— Start of Source extract —

Reflection by Fr. Ed Ondrako, OFM Conv.

From Newman as a Critic of Modernity
To Vatican II as Newman’s Council

 I have nothing of that high perfection, which belongs to the writings of saints,
…I trust that I may claim …[in] what I have written,  … an honest intention, absence of private ends, temper of obedience, willingness to be corrected, dread of error,
desire to serve Holy Church, and, through Divine Mercy, a fair measure of success.[1]

Since 1969,[2] I’ve been privileged to study John Henry Newman.[3] Imagine my joy on Sunday morning, 19 October 2019, at St. Peter’s, Rome, when Pope Francis canonized Newman. I cannot emphasize enough why Newman was prophetic in his denunciation of modern rationalist forms of Christianity which, in his view, has capitulated to secular reason fully established in the 19th century as both the default intellectual position as well as the[4] new social imaginary. Using Newman’s Idea of a University as a standard, I intend to hand on why Newman as prophet of lamentation and as prophet of jubilation helps to “Rebuild the Church.”

— End of Source extract —

• **Tasks for this exercise**
a - Translate this sentence from the reflection on John Henry Newman into Spanish: "Imagine my joy on Sunday morning, 19 October 2019, at St. Peter’s, Rome, when Pope Francis canonized Newman."
b - Pick up the reflection on John Henry Newman after its final sentence and write the next paragraph.

— Start of Record set —

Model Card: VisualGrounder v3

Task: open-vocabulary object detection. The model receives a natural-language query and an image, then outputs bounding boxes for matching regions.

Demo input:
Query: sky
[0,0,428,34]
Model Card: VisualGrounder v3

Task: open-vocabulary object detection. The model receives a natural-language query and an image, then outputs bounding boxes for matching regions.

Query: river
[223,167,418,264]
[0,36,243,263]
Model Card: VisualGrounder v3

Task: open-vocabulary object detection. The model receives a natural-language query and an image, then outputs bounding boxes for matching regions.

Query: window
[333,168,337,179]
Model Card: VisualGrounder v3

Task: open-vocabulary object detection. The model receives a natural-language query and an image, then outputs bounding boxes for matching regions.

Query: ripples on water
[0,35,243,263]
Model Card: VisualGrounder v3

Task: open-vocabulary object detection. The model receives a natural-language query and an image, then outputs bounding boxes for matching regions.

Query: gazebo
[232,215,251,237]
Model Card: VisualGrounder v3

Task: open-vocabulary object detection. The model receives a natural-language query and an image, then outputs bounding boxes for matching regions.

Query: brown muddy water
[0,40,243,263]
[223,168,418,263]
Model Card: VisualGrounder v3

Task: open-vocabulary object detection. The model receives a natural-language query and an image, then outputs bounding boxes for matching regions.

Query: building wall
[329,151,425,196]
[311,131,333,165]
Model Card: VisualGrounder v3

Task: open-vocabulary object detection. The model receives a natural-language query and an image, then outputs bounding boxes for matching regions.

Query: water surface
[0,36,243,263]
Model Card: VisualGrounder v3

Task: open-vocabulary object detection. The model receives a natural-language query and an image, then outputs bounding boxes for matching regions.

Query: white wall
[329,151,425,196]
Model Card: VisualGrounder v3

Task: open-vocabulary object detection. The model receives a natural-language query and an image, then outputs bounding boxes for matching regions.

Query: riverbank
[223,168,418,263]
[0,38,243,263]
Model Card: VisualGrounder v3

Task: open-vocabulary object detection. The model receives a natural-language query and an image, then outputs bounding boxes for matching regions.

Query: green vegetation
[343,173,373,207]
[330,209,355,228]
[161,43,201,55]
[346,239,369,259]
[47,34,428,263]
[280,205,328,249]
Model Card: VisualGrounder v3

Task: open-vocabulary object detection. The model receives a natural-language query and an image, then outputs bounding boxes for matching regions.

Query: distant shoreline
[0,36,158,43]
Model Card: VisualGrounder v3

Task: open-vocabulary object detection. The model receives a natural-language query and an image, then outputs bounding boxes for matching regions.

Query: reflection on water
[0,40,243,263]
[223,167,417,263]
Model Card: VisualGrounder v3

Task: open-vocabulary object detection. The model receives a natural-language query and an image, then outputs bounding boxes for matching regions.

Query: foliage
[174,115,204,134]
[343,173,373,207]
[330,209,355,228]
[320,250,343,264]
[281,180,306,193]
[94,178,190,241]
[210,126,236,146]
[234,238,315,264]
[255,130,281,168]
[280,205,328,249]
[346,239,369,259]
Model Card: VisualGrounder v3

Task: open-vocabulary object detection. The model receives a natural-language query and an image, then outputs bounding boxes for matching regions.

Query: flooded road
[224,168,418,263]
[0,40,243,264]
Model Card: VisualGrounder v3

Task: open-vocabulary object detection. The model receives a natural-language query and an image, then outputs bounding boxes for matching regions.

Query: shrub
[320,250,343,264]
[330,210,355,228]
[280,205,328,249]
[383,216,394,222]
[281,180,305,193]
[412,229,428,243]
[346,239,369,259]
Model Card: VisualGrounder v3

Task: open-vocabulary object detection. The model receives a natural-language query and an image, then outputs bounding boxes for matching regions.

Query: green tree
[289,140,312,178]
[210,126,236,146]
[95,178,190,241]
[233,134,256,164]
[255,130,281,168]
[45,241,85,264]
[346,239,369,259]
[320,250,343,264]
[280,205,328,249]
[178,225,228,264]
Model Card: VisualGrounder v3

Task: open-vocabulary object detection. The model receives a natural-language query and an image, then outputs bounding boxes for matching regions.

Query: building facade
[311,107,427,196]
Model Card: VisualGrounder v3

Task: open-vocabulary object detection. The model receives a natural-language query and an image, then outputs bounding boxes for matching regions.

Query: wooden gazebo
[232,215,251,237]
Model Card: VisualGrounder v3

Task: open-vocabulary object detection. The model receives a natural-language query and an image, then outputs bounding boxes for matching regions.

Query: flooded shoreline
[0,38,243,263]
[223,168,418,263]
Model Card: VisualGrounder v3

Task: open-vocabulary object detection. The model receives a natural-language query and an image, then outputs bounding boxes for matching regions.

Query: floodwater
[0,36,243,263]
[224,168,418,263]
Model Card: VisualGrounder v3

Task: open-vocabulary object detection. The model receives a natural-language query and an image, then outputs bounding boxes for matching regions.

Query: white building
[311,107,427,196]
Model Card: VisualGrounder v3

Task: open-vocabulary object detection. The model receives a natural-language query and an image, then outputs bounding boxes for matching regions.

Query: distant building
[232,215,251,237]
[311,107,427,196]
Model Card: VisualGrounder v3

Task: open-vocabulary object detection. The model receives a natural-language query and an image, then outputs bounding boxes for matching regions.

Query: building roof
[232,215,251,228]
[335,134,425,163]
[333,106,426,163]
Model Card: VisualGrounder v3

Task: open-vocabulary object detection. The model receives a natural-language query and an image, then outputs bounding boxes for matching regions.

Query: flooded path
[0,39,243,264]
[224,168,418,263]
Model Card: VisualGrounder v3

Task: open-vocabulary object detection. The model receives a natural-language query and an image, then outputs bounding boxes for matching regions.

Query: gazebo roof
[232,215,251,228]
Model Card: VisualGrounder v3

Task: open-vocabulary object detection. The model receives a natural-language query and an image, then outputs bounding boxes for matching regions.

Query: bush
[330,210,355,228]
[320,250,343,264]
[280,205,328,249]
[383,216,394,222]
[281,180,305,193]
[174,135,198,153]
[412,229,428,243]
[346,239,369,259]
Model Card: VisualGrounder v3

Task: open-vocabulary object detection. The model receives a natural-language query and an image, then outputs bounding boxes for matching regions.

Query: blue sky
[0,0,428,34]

— End of Record set —

• **Answers for the tasks**
a - Imaginen mi alegría el domingo por la mañana, 19 de octubre de 2019, en San Pedro, Roma, cuando el papa Francisco canonizó a Newman.

b -
To plumb deeper into lamentation and jubilation as Newman’s critique of secular forms of Christianity he regarded as counterfeit, is to shout out Newman’s prophetic voice in defense of the picture of God as totally Other. To appropriate human response rests on religious fear and awe. It is an honest view of human beings as sinners that are capable through grace of becoming saints (jubilation) or scoundrels (lamentation). It means conviction that faith has prerogatives over instrumental or moral reason, that what matters is making judgments about behavior that pertain to one’s salvation. It means recognizing Newman’s prudent resistance to and refutation of highly processed forms of Christianity in modernity. It means recognizing how secular Christianity disguises itself as genuine and immunizes itself. A more recent and pernicious phenomenon is “weaponized incomprehensibility”[5] that is besieging our values.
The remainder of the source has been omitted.